▶ **Task statement**
Transcribe these records exactly, dropping every picture.

▶ **Listed records**
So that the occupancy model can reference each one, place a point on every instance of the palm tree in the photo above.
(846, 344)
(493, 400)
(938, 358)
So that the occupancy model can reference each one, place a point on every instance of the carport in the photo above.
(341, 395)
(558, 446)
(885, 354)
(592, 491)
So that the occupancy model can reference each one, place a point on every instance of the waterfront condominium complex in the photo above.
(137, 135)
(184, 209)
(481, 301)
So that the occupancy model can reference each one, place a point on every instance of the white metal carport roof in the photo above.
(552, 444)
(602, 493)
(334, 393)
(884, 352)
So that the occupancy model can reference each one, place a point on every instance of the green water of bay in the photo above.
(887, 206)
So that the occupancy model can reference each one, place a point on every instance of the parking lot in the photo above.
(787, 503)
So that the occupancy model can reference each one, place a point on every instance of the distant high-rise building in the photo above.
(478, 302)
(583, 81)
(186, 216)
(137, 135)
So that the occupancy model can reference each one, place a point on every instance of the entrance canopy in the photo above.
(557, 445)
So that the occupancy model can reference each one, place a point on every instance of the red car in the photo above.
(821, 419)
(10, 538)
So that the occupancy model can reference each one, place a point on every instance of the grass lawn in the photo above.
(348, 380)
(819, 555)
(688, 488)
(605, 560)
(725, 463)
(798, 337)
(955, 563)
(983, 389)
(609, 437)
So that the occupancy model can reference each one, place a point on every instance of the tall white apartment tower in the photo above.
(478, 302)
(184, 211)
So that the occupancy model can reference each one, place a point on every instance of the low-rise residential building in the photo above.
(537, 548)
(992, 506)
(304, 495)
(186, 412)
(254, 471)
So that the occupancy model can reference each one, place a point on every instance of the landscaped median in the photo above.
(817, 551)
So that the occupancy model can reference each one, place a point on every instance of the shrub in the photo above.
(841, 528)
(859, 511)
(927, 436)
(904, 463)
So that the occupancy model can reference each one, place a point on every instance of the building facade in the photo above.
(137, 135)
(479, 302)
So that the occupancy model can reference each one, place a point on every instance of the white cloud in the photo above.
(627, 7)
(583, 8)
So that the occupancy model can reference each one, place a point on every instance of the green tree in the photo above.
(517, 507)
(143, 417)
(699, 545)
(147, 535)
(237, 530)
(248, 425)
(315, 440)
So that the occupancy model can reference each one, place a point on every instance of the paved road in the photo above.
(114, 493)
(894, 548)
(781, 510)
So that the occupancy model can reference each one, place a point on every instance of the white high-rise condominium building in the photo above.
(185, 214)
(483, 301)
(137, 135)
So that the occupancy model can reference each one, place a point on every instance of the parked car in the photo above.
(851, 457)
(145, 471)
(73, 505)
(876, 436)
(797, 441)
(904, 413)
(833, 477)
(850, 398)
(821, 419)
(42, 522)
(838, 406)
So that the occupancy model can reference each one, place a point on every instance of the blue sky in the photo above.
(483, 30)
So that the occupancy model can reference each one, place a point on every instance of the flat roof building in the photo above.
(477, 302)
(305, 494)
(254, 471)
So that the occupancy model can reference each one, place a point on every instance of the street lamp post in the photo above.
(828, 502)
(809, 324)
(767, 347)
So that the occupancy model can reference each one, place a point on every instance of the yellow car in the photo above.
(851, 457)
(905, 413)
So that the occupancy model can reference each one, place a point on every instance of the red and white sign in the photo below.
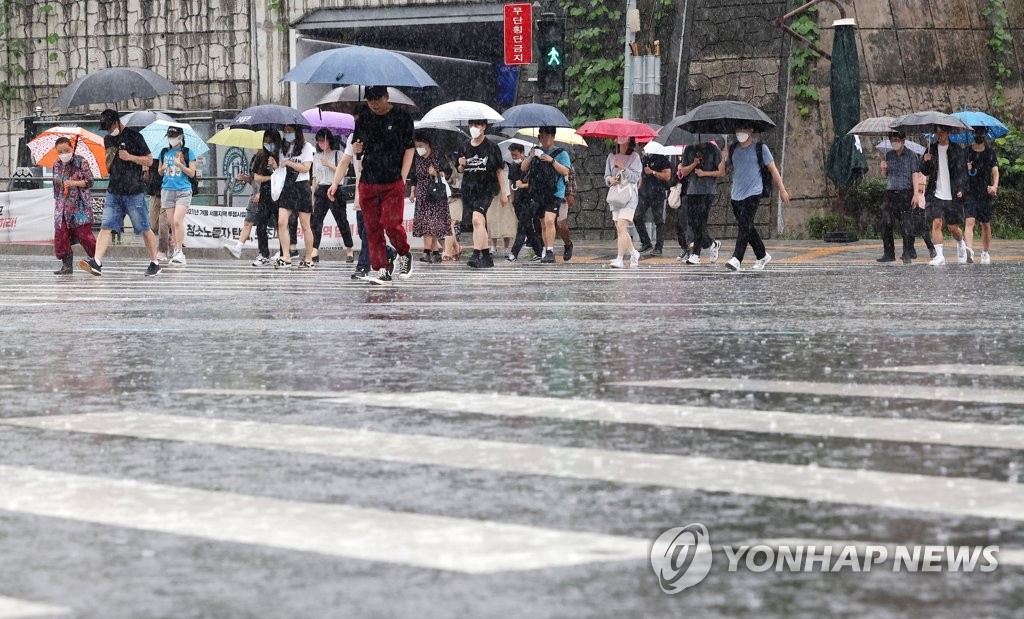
(518, 34)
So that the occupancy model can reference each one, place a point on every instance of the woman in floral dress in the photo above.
(431, 219)
(73, 206)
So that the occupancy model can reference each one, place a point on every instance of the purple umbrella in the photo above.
(339, 122)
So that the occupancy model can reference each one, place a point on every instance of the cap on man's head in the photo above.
(374, 92)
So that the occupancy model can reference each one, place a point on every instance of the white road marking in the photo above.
(771, 422)
(847, 389)
(961, 496)
(427, 541)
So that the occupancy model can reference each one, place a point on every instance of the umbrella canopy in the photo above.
(876, 125)
(846, 163)
(339, 122)
(924, 122)
(85, 143)
(885, 146)
(724, 117)
(616, 127)
(563, 135)
(534, 115)
(244, 138)
(143, 118)
(359, 65)
(113, 85)
(156, 137)
(976, 120)
(462, 112)
(258, 116)
(348, 98)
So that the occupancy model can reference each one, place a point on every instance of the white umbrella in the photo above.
(461, 113)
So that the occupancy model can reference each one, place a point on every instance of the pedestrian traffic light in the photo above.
(551, 53)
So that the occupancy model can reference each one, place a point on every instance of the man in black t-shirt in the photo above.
(653, 192)
(383, 141)
(127, 158)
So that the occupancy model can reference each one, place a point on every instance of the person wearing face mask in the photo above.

▶ **Exercise output**
So that the occupancy model can reference each one, place a point on every instance of the palm tree in the photo above.
(846, 344)
(493, 400)
(938, 358)
So that the occupancy model can reference each one, place a point on every instance of the carport in the photo above.
(341, 395)
(558, 446)
(885, 354)
(592, 491)
So that the occupancy model can reference each one, place a point on every instance of the waterfront condominium complex in the photo above.
(137, 135)
(184, 209)
(481, 301)
So that the occupancy model can reference each one, place a point on every instance of the white metal carport roof in the photo above.
(552, 444)
(602, 493)
(334, 393)
(884, 352)
So that the occupancy model can reference each one, place a point on every instance of the green water of bay in the photo above.
(887, 206)
So that the occupancy model can reference each one, place a point on every instance of the parking lot in the photo above.
(787, 503)
So that the occupancy model can reference each one, place a point on every instance of the distant high-rise building in the photo above.
(478, 302)
(583, 81)
(186, 216)
(137, 135)
So that the occupancy model can reference each one, place a point on every instance of the entrance canopy in the photo above.
(557, 445)
So that the occupancy model can reference each one, place a point on every instance of the red car in the photo above.
(821, 419)
(10, 538)
So that the occupancy model can reference each one, place a point on every instance of the grass lawn in the photo above.
(348, 380)
(819, 555)
(688, 488)
(605, 560)
(725, 463)
(798, 337)
(955, 563)
(983, 389)
(609, 437)
So that the occupancy model can reference each one, place a point on every instance of the tall white apartment tower in the photo above.
(478, 302)
(184, 211)
So that the occupancy model can reference each one, place a point on every instance of the low-rise residential building in the photo above.
(537, 548)
(992, 506)
(304, 495)
(186, 412)
(254, 471)
So that the occupancy model can reference each one, place a point on every instance of the landscaped median in the photo above.
(817, 551)
So that the occupancy model can reference each one, place a point on every instance of the shrub in the photo above.
(841, 528)
(859, 511)
(927, 436)
(904, 463)
So that the occupancy model can reference each one, place a point on every instance of the building facade in the photo above.
(137, 135)
(479, 302)
So that the occupancy model can reference each one, place a point on every instance of the white cloud in the photo above.
(627, 7)
(583, 8)
So that the occupancy model can reference each one, place a point on every instance of the green tree in the photo above.
(517, 507)
(143, 417)
(699, 545)
(147, 535)
(237, 530)
(248, 425)
(315, 440)
So that the occupancy model can reference each one, place a point on every instance of the paved road in the photo above.
(114, 493)
(894, 548)
(781, 510)
So that the occupancy model can reference each one, place a point on every instance of the white high-rise condominium building in the photo above.
(185, 214)
(483, 301)
(137, 135)
So that the occupancy model can reference each one, place a point on every instance of the parked car in the photo above.
(851, 457)
(145, 471)
(73, 505)
(876, 436)
(797, 441)
(904, 413)
(833, 477)
(850, 398)
(821, 419)
(42, 522)
(838, 406)
So that the occupancy model can reference each one, place a point on every instance of the blue sky in the photo above.
(483, 30)
So that the occupancy model can reference each one, place a point on every instance of the flat roof building in the photo above.
(477, 302)
(305, 494)
(254, 471)
So that the occupancy model can reference each one, place a point on every instance of the street lamp post in the photo above.
(828, 502)
(809, 324)
(767, 347)
So that the occupancy model can reference each one, place a point on every instance of the yellow car in the photo above.
(851, 457)
(905, 413)
So that the occupancy model can reference each one, place a point on every instance of the red and white sign in the photo below.
(518, 34)
So that the occupancy model can reference each one, place a point on every instance of the woman in floral dress in the photo above.
(431, 219)
(73, 206)
So that the occupancy model can reference each one, place a point on every instance of the purple umbrella in the photo above.
(339, 122)
So that the occupancy model can reference each one, place a point on every instance of the cap on man's head in the photo above.
(374, 92)
So that the occupancy model can reference each one, place a point on every instance of the white road marking in the photo above.
(771, 422)
(847, 389)
(961, 496)
(427, 541)
So that the occupancy model can reference each one, place a point on every instance of the umbrella canopy in the photo above.
(876, 125)
(846, 163)
(339, 122)
(924, 122)
(85, 143)
(885, 146)
(724, 117)
(616, 127)
(563, 135)
(534, 115)
(244, 138)
(143, 118)
(359, 65)
(113, 85)
(156, 137)
(976, 120)
(462, 112)
(258, 116)
(348, 98)
So that the occupancy model can reference each one, place a point on every instance of the white umbrella in the photo above.
(461, 113)
So that the occupancy model can reference each one, place a point on every instance of the pedestrian traffic light in the photo above.
(551, 53)
So that the occupancy model can reference each one, place a point on every instance of the man in black t-shirt in the photo above.
(653, 192)
(383, 141)
(127, 158)
So that the occupancy model can reference each one, place a point on every instance of the person wearing face mask in the photo above.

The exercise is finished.